◆ SOURCE EXCERPT ◆
******************************
Setting up a second keyboard for more shortcuts in Emacs - yur3i__
http://jordekang.tk/posts/rus-kbd.html
======
sleepybrett
A little more complicated, but a lot more versatile.

I had a similar issue, where I wanted a large amount of extra keys for
macros/hotkeys. I bought a planck kit from olkb
([https://olkb.com/planck/](https://olkb.com/planck/)) (which is just one of
many keyboard kits that will run the QMK firmware
([https://github.com/qmk/qmk_firmware)](https://github.com/qmk/qmk_firmware\)))
built it and rewrote the keymap to output my special keys.

Later I went on to wire up a couple simple industrial style footswitches to a
cheapo arduino pro micro clone and put qmk on there.
******************************
◆ DATA SECTION ◆
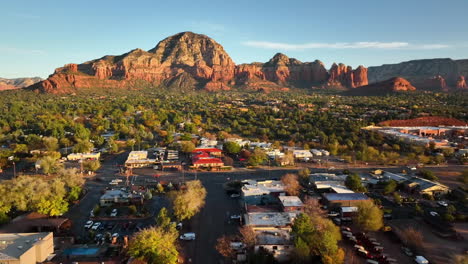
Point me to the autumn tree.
[239,225,257,248]
[354,201,383,231]
[281,173,301,196]
[223,141,242,155]
[83,160,101,172]
[170,180,206,221]
[215,235,235,258]
[128,227,179,264]
[345,173,366,192]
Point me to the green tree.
[418,170,439,181]
[156,207,175,230]
[247,148,267,166]
[345,173,366,192]
[384,180,398,194]
[83,160,101,172]
[180,141,195,153]
[73,140,94,153]
[223,141,242,155]
[128,227,179,264]
[170,180,206,221]
[36,197,68,216]
[354,202,383,231]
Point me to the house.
[254,229,294,262]
[99,190,143,206]
[125,151,156,168]
[278,196,304,213]
[192,153,224,168]
[244,212,297,231]
[192,147,223,157]
[241,180,285,197]
[293,149,313,160]
[322,193,371,208]
[67,152,101,160]
[404,177,450,196]
[0,232,54,264]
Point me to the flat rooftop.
[255,229,292,245]
[245,212,296,227]
[278,196,304,207]
[0,232,52,260]
[323,193,369,201]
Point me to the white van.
[179,233,195,240]
[414,256,429,264]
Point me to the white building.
[241,180,284,197]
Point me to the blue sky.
[0,0,468,78]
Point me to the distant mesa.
[26,32,368,93]
[378,116,468,127]
[0,77,42,91]
[348,77,416,95]
[21,32,468,93]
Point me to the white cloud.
[190,21,226,33]
[242,41,449,50]
[0,46,46,55]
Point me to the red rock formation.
[378,116,468,127]
[327,63,368,88]
[349,77,416,95]
[456,75,468,89]
[27,32,367,93]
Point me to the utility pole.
[8,156,16,178]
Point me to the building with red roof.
[192,152,224,168]
[192,147,223,157]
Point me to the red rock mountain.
[348,77,416,95]
[30,32,368,93]
[0,77,42,91]
[368,59,468,91]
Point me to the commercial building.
[322,193,371,208]
[244,212,297,231]
[278,196,304,213]
[192,152,224,168]
[192,147,223,157]
[125,151,156,168]
[0,233,54,264]
[404,177,450,196]
[67,152,101,160]
[241,180,285,197]
[99,190,143,206]
[254,229,294,262]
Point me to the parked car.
[437,201,448,207]
[85,220,93,228]
[179,233,195,240]
[91,222,101,230]
[231,215,241,220]
[111,209,117,217]
[401,247,413,257]
[429,211,439,216]
[328,211,340,217]
[414,256,429,264]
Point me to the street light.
[8,156,16,178]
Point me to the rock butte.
[30,32,368,93]
[28,32,468,93]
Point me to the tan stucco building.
[0,233,54,264]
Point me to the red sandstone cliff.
[32,32,368,93]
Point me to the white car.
[85,220,93,228]
[437,201,448,207]
[231,215,241,220]
[179,233,195,240]
[111,209,117,217]
[91,222,101,230]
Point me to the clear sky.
[0,0,468,78]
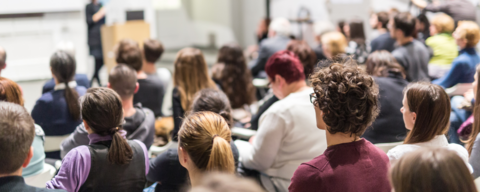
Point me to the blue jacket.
[432,48,480,88]
[32,86,87,136]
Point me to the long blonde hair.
[178,111,235,173]
[173,48,216,111]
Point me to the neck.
[397,37,413,45]
[142,62,157,74]
[122,96,137,117]
[326,131,360,147]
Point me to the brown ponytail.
[82,87,133,165]
[178,111,235,173]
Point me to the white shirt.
[238,88,327,181]
[387,135,473,172]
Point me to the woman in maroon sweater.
[289,62,391,192]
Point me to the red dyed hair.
[265,50,305,83]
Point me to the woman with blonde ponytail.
[178,111,235,186]
[47,88,148,192]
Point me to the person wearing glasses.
[235,51,327,191]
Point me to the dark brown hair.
[310,59,379,136]
[0,77,23,106]
[404,82,451,144]
[287,40,317,78]
[464,65,480,154]
[82,87,133,165]
[216,43,256,109]
[178,111,235,174]
[390,148,477,192]
[115,39,143,71]
[0,101,35,174]
[108,64,137,99]
[143,39,164,63]
[50,51,80,120]
[365,50,405,78]
[191,89,233,128]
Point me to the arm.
[46,146,91,192]
[240,113,286,171]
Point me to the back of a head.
[173,48,215,111]
[190,173,264,192]
[265,50,305,83]
[310,60,379,136]
[0,77,23,106]
[404,82,451,144]
[455,21,480,47]
[0,101,35,175]
[393,12,417,37]
[82,87,133,164]
[178,111,235,174]
[191,89,233,127]
[50,51,80,120]
[108,64,137,100]
[390,148,477,192]
[322,31,347,58]
[143,39,164,63]
[115,39,143,72]
[287,40,317,78]
[268,17,291,37]
[365,50,405,78]
[217,43,255,108]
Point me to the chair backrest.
[44,134,70,152]
[24,163,57,188]
[375,141,403,153]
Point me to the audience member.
[313,21,335,62]
[172,48,216,141]
[250,18,291,77]
[212,44,256,123]
[287,40,318,79]
[425,14,458,79]
[389,12,430,82]
[343,19,368,64]
[236,51,327,191]
[411,0,477,23]
[432,21,480,88]
[116,39,165,117]
[362,50,408,144]
[387,82,470,166]
[0,101,63,192]
[0,77,45,177]
[190,173,264,192]
[178,112,235,187]
[147,89,239,192]
[289,62,390,192]
[32,51,87,159]
[0,46,7,74]
[370,11,395,52]
[60,64,155,157]
[390,148,477,192]
[47,88,148,191]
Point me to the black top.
[362,73,408,144]
[79,140,146,192]
[147,141,239,192]
[0,176,66,192]
[370,32,395,53]
[133,74,165,117]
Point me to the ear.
[22,146,33,168]
[133,82,140,94]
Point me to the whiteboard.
[0,0,84,14]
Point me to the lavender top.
[47,130,149,192]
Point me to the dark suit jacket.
[42,74,90,94]
[0,176,66,192]
[251,35,290,77]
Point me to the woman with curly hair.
[289,62,390,192]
******************************
◆ CHALLENGE 1 ◆
In the Emacs keyboard thread, change "versatile" to "flexible" and write out the passage starting with "Setting up a" and going on through "lot more versatile.".
◆ CHALLENGE 2 ◆
Translate this sentence from the Emacs keyboard thread into Spanish: "Later I went on to wire up a couple simple industrial style footswitches to a cheapo arduino pro micro clone and put qmk on there."
The items have no connection to the Emacs keyboard thread.

◆ CORRECT RESULT 1 ◆
Setting up a second keyboard for more shortcuts in Emacs - yur3i__
http://jordekang.tk/posts/rus-kbd.html
======
sleepybrett
A little more complicated, but a lot more flexible.

◆ CORRECT RESULT 2 ◆
Más tarde pasé a conectar un par de pedales sencillos de estilo industrial a un clon barato de arduino pro micro y le instalé qmk.